Give back, word for word, only the lines from the one containing "point: metal railing" to the end of the listing below.

--- START ---

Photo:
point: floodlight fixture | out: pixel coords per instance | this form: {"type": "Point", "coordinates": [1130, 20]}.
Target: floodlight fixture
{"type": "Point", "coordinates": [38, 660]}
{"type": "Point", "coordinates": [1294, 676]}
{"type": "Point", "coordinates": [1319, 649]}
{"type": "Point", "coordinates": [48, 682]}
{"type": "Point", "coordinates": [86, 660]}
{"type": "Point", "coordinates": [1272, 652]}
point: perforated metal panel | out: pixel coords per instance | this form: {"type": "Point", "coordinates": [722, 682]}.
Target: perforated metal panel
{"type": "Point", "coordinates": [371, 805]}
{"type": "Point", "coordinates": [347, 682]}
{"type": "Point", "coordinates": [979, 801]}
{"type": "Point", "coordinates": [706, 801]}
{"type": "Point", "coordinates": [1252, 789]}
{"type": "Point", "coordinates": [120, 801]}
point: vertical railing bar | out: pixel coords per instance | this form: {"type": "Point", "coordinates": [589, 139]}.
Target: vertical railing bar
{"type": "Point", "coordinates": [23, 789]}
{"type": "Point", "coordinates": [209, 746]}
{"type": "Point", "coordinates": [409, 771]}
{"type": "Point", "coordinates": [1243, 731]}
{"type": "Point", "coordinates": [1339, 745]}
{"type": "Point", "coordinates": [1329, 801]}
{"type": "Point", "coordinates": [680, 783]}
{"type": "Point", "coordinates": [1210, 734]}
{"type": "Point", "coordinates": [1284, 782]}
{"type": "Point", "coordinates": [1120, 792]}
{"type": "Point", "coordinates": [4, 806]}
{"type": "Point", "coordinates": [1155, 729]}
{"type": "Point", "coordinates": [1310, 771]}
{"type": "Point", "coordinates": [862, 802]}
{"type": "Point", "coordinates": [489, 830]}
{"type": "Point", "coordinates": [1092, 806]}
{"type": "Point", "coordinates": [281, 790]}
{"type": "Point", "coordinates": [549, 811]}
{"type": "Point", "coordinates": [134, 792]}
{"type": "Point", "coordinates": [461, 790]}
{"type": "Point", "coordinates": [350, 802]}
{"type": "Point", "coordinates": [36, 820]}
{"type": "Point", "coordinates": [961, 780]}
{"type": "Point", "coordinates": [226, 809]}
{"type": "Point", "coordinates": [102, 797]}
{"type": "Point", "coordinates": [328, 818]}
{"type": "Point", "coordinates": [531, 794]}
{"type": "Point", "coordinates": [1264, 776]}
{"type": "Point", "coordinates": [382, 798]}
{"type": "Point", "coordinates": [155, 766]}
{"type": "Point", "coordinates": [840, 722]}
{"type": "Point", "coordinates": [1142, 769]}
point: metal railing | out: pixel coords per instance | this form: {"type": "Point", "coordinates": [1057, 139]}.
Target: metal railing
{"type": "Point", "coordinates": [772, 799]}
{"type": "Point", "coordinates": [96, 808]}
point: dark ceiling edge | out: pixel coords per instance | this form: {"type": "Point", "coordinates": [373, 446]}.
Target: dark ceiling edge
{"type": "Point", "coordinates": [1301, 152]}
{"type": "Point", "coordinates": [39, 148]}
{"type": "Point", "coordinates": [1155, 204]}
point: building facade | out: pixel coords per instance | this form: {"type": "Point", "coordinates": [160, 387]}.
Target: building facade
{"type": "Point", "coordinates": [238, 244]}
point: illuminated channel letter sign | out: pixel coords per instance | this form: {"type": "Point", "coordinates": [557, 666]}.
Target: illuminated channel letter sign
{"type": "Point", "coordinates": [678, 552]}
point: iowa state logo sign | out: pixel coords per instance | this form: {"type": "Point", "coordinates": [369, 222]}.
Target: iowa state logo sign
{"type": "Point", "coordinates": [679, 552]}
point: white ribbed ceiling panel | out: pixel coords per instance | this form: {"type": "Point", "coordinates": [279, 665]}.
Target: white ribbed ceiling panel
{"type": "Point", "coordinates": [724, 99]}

--- END ---

(Your solution)
point: metal railing | out: pixel coords per instance | this form: {"type": "Point", "coordinates": [1057, 139]}.
Target: metal railing
{"type": "Point", "coordinates": [772, 799]}
{"type": "Point", "coordinates": [96, 808]}
point: dark ceiling edge | out: pixel coords per instance | this form: {"type": "Point", "coordinates": [373, 446]}.
Target: dark ceiling edge
{"type": "Point", "coordinates": [1301, 152]}
{"type": "Point", "coordinates": [39, 148]}
{"type": "Point", "coordinates": [1155, 204]}
point: building facade | out: pixel coords per instance | this form: {"type": "Point", "coordinates": [160, 387]}.
Target: building facade
{"type": "Point", "coordinates": [238, 244]}
point: illuminated channel letter sign | out: pixel coords per instance | this form: {"type": "Point", "coordinates": [557, 666]}.
Target: illuminated channel letter sign
{"type": "Point", "coordinates": [678, 552]}
point: iowa state logo sign | out: pixel coords per instance | this form: {"type": "Point", "coordinates": [369, 222]}.
Target: iowa state logo sign
{"type": "Point", "coordinates": [679, 552]}
point: white ribbed ceiling panel | out: pixel coords per instance | this form: {"type": "Point", "coordinates": [279, 665]}.
Target: white ribbed ceiling panel
{"type": "Point", "coordinates": [724, 99]}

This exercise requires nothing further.